Data entries:
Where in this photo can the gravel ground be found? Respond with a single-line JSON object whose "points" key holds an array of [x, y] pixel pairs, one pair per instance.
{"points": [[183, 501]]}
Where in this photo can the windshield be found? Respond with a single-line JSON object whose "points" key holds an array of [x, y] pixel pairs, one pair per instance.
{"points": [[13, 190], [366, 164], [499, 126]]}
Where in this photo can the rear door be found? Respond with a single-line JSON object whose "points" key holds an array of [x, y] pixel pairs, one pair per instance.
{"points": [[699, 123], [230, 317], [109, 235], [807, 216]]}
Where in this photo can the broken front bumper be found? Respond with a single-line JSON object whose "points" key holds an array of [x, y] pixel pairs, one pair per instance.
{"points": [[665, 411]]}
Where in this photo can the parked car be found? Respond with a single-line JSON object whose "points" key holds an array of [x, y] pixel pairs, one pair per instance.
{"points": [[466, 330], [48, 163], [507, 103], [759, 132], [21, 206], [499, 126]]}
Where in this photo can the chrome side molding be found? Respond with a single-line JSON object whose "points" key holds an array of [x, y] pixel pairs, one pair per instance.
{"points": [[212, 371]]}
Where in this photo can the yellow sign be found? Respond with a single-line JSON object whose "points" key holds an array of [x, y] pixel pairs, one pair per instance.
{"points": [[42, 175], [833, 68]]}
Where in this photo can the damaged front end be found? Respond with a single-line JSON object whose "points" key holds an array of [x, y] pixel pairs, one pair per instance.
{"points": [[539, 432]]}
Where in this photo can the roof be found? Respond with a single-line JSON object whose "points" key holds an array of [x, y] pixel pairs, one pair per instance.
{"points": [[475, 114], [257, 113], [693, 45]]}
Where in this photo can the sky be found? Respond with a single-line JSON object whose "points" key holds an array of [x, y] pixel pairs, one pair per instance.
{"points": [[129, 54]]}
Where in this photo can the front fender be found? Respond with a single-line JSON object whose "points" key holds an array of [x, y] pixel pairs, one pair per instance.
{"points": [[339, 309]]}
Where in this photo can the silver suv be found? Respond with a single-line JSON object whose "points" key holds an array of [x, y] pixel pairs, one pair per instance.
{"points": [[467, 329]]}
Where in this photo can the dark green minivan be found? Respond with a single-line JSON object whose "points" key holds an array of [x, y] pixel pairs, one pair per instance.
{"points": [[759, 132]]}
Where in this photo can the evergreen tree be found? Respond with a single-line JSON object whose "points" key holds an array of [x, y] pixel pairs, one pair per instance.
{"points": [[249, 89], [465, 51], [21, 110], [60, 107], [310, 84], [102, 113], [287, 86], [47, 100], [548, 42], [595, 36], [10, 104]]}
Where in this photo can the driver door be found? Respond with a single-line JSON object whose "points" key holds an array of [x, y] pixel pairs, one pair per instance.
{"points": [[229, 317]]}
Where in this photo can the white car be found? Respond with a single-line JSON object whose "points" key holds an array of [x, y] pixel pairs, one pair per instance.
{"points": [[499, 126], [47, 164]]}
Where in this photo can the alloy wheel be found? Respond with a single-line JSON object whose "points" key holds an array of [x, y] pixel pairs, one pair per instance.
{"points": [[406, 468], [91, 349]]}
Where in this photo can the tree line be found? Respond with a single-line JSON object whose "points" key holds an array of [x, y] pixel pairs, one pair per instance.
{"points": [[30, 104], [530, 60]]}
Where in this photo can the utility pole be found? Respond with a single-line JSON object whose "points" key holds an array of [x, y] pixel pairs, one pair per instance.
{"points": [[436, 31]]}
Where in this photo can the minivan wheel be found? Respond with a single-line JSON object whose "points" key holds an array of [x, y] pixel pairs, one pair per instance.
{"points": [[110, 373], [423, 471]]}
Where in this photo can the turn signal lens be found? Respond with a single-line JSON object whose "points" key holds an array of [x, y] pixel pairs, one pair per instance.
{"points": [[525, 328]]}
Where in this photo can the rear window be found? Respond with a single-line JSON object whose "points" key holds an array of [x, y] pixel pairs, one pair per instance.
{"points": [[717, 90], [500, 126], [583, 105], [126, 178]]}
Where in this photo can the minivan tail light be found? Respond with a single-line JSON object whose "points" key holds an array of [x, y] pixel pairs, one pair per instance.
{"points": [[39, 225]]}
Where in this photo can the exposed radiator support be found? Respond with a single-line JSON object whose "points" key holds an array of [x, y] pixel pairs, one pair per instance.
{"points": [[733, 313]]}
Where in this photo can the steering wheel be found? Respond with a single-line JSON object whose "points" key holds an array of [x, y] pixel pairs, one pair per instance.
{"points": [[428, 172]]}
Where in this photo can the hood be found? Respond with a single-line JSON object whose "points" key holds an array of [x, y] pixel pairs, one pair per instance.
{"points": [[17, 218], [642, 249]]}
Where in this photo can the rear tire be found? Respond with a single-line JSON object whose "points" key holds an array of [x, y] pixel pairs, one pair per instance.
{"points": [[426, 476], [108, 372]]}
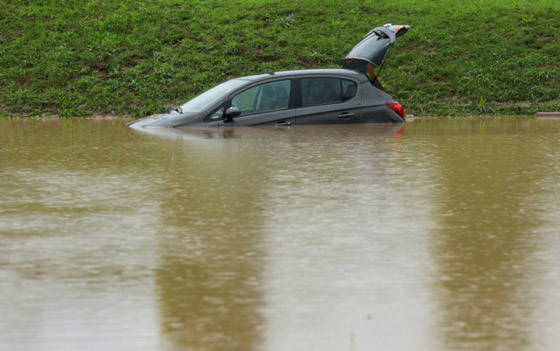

Exercise description:
Copy the items from the line with "Where in this photo can the hood" through the end of the items, swapping "rear tire" for "back tire" and keeping everything else the same. Leave the pictures out.

The response:
Where in this photo can the hood be found? Respond with a single-line JSON object whose "points" key holds an array of [x, y] pixel pairs, one pair per instance.
{"points": [[17, 218], [642, 249]]}
Where in this photo can the back tire be found? Respond with a single-line JSON object whose "points" key holds an array of [x, y] pixel pairs, one pair per instance.
{"points": [[426, 476], [108, 372]]}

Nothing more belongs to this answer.